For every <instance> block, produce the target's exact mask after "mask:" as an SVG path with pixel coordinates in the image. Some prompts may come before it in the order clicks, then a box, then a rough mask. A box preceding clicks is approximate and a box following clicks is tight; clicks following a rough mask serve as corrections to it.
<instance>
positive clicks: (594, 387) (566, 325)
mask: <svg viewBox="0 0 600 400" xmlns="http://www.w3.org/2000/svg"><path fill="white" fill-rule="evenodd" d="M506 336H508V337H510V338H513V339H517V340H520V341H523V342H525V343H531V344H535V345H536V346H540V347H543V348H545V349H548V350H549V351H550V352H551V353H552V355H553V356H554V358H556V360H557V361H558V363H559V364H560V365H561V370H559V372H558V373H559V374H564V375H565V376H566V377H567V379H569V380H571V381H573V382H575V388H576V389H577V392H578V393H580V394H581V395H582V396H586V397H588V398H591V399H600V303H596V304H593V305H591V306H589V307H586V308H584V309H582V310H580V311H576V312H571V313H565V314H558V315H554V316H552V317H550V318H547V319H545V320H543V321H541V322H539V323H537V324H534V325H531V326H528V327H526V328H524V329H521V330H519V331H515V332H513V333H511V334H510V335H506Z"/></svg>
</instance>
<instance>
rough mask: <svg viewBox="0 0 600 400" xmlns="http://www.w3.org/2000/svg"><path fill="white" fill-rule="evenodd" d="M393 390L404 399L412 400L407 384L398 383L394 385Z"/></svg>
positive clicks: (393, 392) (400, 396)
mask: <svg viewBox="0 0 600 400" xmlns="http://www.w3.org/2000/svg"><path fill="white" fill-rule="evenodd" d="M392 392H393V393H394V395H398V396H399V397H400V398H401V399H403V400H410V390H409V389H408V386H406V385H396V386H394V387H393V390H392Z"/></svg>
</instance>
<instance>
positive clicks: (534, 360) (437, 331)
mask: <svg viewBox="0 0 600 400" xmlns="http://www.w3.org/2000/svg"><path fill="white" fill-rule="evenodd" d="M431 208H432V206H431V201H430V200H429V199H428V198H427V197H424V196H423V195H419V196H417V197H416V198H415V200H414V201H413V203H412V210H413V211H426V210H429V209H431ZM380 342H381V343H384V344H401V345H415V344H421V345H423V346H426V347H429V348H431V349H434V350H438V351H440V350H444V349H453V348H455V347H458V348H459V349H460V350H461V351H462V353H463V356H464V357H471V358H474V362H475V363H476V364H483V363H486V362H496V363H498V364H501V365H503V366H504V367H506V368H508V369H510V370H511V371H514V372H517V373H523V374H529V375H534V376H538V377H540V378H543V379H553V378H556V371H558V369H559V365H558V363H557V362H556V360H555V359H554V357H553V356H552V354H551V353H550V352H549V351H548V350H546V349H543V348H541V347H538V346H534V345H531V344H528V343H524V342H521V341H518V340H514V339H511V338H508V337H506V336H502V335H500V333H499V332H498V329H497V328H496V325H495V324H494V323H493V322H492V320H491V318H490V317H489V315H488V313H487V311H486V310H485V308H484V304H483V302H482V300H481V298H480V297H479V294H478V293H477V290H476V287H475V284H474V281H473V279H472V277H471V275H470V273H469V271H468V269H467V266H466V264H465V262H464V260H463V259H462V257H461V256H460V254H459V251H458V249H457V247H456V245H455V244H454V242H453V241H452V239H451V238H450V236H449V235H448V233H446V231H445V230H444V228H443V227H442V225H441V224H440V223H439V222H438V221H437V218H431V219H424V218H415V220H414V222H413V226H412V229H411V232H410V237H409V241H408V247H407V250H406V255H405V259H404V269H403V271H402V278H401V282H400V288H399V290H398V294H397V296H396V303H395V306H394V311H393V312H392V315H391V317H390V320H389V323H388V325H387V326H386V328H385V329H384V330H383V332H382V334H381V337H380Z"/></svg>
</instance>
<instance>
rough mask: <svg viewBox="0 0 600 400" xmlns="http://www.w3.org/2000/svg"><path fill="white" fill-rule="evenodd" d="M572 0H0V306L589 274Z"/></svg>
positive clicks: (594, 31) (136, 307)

• • • •

● **Required work**:
Rewrite the entries above, replacing every instance of "positive clicks" with "foreground clicks" and leaving everything else unchanged.

● **Exercise result**:
For every <instance> block, produce the target's exact mask after "mask:" as an SVG path with pixel coordinates in the image. Some prompts may come before it in the order clicks, then a box, then a rough mask. A box preceding clicks is approximate and a box following clicks is tight; clicks following a rough mask serve as corrections to it.
<instance>
foreground clicks: (594, 387) (566, 325)
mask: <svg viewBox="0 0 600 400" xmlns="http://www.w3.org/2000/svg"><path fill="white" fill-rule="evenodd" d="M506 336H508V337H510V338H513V339H517V340H520V341H523V342H525V343H531V344H535V345H536V346H540V347H543V348H545V349H548V350H549V351H550V352H551V353H552V355H553V356H554V358H556V360H557V361H558V363H559V364H560V365H561V370H559V372H558V373H559V374H564V375H565V376H566V377H567V379H569V380H571V381H573V382H575V388H576V389H577V392H578V393H580V394H581V395H582V396H586V397H588V398H591V399H600V303H596V304H593V305H591V306H589V307H586V308H584V309H582V310H580V311H576V312H571V313H565V314H558V315H554V316H552V317H550V318H547V319H545V320H543V321H541V322H539V323H537V324H534V325H531V326H528V327H526V328H524V329H521V330H519V331H515V332H513V333H511V334H510V335H506Z"/></svg>
</instance>
<instance>
rough mask: <svg viewBox="0 0 600 400" xmlns="http://www.w3.org/2000/svg"><path fill="white" fill-rule="evenodd" d="M393 390L404 399L412 400L407 384L398 383L394 385Z"/></svg>
foreground clicks: (393, 392) (400, 396)
mask: <svg viewBox="0 0 600 400" xmlns="http://www.w3.org/2000/svg"><path fill="white" fill-rule="evenodd" d="M392 392H393V393H394V395H398V396H399V397H400V398H401V399H403V400H410V390H409V389H408V386H406V385H396V386H394V387H393V390H392Z"/></svg>
</instance>
<instance>
foreground clicks: (534, 360) (437, 331)
mask: <svg viewBox="0 0 600 400" xmlns="http://www.w3.org/2000/svg"><path fill="white" fill-rule="evenodd" d="M431 208H432V206H431V201H430V200H429V199H428V198H427V197H424V196H423V195H419V196H417V197H416V198H415V200H414V201H413V203H412V210H413V211H426V210H429V209H431ZM380 342H381V343H384V344H401V345H415V344H421V345H423V346H426V347H429V348H431V349H434V350H438V351H440V350H444V349H453V348H455V347H458V348H459V349H460V350H461V351H462V353H463V356H464V357H471V358H474V362H475V363H476V364H483V363H486V362H496V363H498V364H501V365H503V366H504V367H506V368H508V369H510V370H511V371H514V372H517V373H523V374H529V375H534V376H538V377H540V378H543V379H553V378H556V371H558V369H559V365H558V363H557V362H556V360H555V359H554V357H553V356H552V354H551V353H550V352H549V351H548V350H546V349H543V348H541V347H538V346H534V345H531V344H528V343H524V342H521V341H518V340H514V339H511V338H508V337H506V336H502V335H500V333H499V332H498V329H497V328H496V325H495V324H494V323H493V322H492V320H491V318H490V317H489V315H488V313H487V311H486V310H485V308H484V304H483V302H482V300H481V298H480V297H479V294H478V293H477V290H476V287H475V284H474V281H473V279H472V277H471V275H470V273H469V271H468V269H467V266H466V264H465V262H464V260H463V259H462V257H461V256H460V254H459V251H458V249H457V247H456V245H455V244H454V242H453V241H452V239H451V238H450V236H449V235H448V233H446V231H445V230H444V228H443V227H442V225H441V224H440V223H439V222H438V221H437V218H431V219H424V218H415V220H414V222H413V226H412V229H411V232H410V237H409V241H408V247H407V250H406V255H405V259H404V269H403V271H402V278H401V282H400V288H399V290H398V294H397V296H396V303H395V306H394V311H393V312H392V315H391V317H390V320H389V323H388V325H387V326H386V328H385V329H384V330H383V332H382V334H381V337H380Z"/></svg>
</instance>
<instance>
rough mask: <svg viewBox="0 0 600 400" xmlns="http://www.w3.org/2000/svg"><path fill="white" fill-rule="evenodd" d="M572 0H0V306L589 274Z"/></svg>
foreground clicks: (594, 31) (136, 307)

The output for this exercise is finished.